* [WHAT YOU WILL DO]:
(1) Answer these questions from the passage on allegorical narrative:
(a) What term has the author used elsewhere for the central character of such a narrative?
(b) Which critic is credited with the phrase that "words lost the battle to 'things'"?
(c) What ousted narrative allegory from the literary scene?
(2) Pick up the passage on allegorical narrative after its last sentence and continue it in the same style.

* [TEXT EXCERPT]:
Premodern allegorical narratives typically take the form of a quest where meaning is displaced from one signifier on to another, in search of a referent that will bridge the perceived gap between earthly being and divine sententia. This quest then unfolds as a reading process in which the central character, an agent whom I have elsewhere termed the 'internal reader', is caught up in a dialectic between on the one hand the desire for transcendence and on the other the permanent anxiety that his reading may prove a misinterpretation, if only because of the corrupted state of mankind, including human language, after the Fall.

The belief that language, even in its postlapsarian state, may serve as an instrument to discover transcendent truth is, of course, a culturally and historically determined phenomenon. Consequently, some critics have been led to associate the historical decline of allegory with the seventeenth-century epistemological shift in which "words lost the battle to 'things'" (Maureen Quilligan), which is to say that language ceased to be looked upon as a privileged means of discovering truth. However, this view may be contested on various grounds. Firstly, it might be pointed out that even at a time when the divine Logos was presumably still firmly relied upon as the ultimate foundation of all meaning, many allegorical narratives are seen to end on an inconclusive note. Here, one might invoke Chaucer's dream allegories, or Langland's Piers Plowman. Secondly, and perhaps even more importantly, narrative allegory retained its popularity until well after the epistemological shift signalled above, only to be ousted from the literary scene by the Romantic cult of the symbol (Walter Benjamin).

* [DATASET RECORDS]:
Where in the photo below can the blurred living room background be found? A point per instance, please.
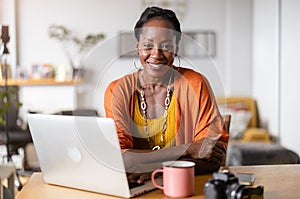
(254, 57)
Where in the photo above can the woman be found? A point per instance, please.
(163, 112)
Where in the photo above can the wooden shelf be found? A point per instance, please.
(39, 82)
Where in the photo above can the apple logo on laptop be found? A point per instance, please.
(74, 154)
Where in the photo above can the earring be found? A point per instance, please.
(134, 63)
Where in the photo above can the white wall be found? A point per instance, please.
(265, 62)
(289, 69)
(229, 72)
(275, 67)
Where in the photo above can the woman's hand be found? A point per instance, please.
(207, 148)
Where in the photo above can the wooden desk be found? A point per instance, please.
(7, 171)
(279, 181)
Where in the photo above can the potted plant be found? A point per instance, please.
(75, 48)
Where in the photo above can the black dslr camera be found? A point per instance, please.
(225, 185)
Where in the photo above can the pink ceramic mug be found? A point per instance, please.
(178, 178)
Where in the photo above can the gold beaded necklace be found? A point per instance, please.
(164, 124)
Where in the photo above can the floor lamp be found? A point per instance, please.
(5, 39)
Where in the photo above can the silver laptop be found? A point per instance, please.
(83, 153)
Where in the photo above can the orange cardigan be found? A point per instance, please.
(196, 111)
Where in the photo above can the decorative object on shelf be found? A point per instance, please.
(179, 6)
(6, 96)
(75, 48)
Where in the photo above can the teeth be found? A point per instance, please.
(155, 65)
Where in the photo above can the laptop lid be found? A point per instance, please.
* * *
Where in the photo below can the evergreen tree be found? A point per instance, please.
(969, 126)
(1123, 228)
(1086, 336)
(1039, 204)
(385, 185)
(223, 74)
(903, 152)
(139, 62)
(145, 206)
* * *
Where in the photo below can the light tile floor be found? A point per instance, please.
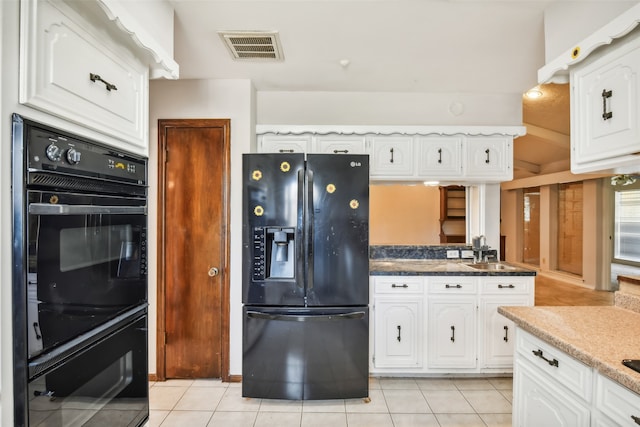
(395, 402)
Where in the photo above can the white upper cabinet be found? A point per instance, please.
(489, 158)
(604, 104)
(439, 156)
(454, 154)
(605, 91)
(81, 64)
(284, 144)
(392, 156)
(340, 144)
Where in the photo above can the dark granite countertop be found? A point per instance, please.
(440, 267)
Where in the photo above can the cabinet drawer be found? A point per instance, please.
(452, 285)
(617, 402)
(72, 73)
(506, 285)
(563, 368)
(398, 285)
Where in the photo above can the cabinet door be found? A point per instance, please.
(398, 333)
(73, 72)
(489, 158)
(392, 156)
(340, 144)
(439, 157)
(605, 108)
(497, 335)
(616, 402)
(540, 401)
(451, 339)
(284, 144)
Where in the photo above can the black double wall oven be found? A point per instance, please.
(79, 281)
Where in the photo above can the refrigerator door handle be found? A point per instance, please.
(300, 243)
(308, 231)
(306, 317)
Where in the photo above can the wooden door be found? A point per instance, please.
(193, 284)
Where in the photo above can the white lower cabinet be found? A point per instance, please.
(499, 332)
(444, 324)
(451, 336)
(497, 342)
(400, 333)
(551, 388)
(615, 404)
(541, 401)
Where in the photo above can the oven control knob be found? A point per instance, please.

* [ANSWERS TO THE TASKS]:
(1)
(a) The "internal reader."
(b) Maureen Quilligan.
(c) The Romantic cult of the symbol.

(2)
My more recent work on allegory has convinced me that the early modern shift from a transcendent to an immanent worldview, far from ringing allegory's death-knell, brought on a critical revaluation of the genre which made it an eminently suitable vehicle of Enlightenment philosophy. As a case in point I examine how Voltaire exploits allegory's dialectic movement between desire and hermeneutic anxiety to advance his personal conception of Enlightenment as an open-ended reading process which resists any attempt to fix its meaning. More specifically, I explore the importance of narrative allegory for Voltaire's thought as expressed in three of his best-known contes philosophiques: Candide, L'Homme aux quarante écus, and L'Ingénu.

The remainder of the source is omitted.